TASKS AND EXERCISES →
(1) Copy the news report on the Pakistan train bombing word for word, from "The incident comes" up to and including "the provincial capital.".
(2) Answer these questions using the news report on the Pakistan train bombing:
(a) Which group said it was behind the attack?
(b) At which station was the bomb set off?
(c) How many militants did the Frontier Corps say it killed in Monday's operation?

SELECTED PASSAGE →
-- Opening Marker --

Bomb attack by separatists kills 13 on Pakistan train
At least 13 people have been killed by a bomb blast on a passenger train in south-west Pakistan.
The explosion at a station in Balochistan injured dozens of people and officials said the death toll was expected to rise.
The United Baloch Army (UBA), one of several armed separatist groups in the region, said it was behind the attack.
The incident comes a day after Pakistani forces launched an offensive against militants in the province.
The train, known as the Jaffar Express, is a daily express service covering a 1,460km (900-miles journey from Rawalpindi in Punjab province to Quetta in Balochistan.
The bomb was set off as the train pulled to a stop and passengers were disembarking at Sibi station, around 160km (100 miles) south of Quetta, the provincial capital.
Mohammad Nazar, one of the police officers at the scene, said two of the train's carriages quickly became engulfed by flames and several passengers on board struggled to escape.
"We have recovered 12 dead bodies from the train," he said, adding that one of the injured had died after being taken to hospital.
"I can't say whether the dead are adults or children as they are beyond recognition," he added.
Pakistan's railways minister Khawaja Saad Rafique said the same service had been attacked only a few days earlier, but there were no casualties.
"A few days ago terrorists fired upon a train when it came out of a tunnel [in Balochistan], but they ran away when security forces responded to firing.
"We will have to review the security and find out the cracks from where the terrorists slipped in and planted the explosives," he added.
The Frontier Corps, a regional unit of the Pakistani army, said they killed 40 militants during an operation against separatist groups in Balochistan on Monday.
A spokesman for the UBA said the bomb blast was a "revenge attack" for the Pakistani offensive and warned of more attacks in the region in the coming days.
Bordering both Iran and Afghanistan, Balochistan has seen a low-level separatist insurgency for years as well as sectarian violence.
The separatists claim that the people of the region fail to benefit from its natural resources and are subjected to human rights abuses, which the government denies.

-- Closing Marker --

SOURCE DATA →

-- Opening Marker --

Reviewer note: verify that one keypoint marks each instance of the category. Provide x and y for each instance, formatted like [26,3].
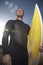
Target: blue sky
[9,7]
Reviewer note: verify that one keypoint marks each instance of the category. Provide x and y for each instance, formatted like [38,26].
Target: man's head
[19,13]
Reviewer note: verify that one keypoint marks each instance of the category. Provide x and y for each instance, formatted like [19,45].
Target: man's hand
[7,59]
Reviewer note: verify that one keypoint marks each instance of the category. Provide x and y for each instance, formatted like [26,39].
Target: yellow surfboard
[35,35]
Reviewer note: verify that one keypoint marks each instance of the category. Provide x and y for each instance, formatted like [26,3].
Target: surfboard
[35,34]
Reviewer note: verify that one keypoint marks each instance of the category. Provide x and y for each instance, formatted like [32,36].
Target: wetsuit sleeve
[6,33]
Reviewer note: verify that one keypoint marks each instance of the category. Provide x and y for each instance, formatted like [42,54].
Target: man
[16,50]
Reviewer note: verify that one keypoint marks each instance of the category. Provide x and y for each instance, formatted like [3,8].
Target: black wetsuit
[17,47]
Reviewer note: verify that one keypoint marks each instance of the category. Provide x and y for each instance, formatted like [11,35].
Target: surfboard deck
[35,35]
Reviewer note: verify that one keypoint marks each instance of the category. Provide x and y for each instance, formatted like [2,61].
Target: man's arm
[5,38]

-- Closing Marker --

RESPONSES →
(1)
The incident comes a day after Pakistani forces launched an offensive against militants in the province.
The train, known as the Jaffar Express, is a daily express service covering a 1,460km (900-miles journey from Rawalpindi in Punjab province to Quetta in Balochistan.
The bomb was set off as the train pulled to a stop and passengers were disembarking at Sibi station, around 160km (100 miles) south of Quetta, the provincial capital.

(2)
(a) The United Baloch Army (UBA).
(b) Sibi station.
(c) 40.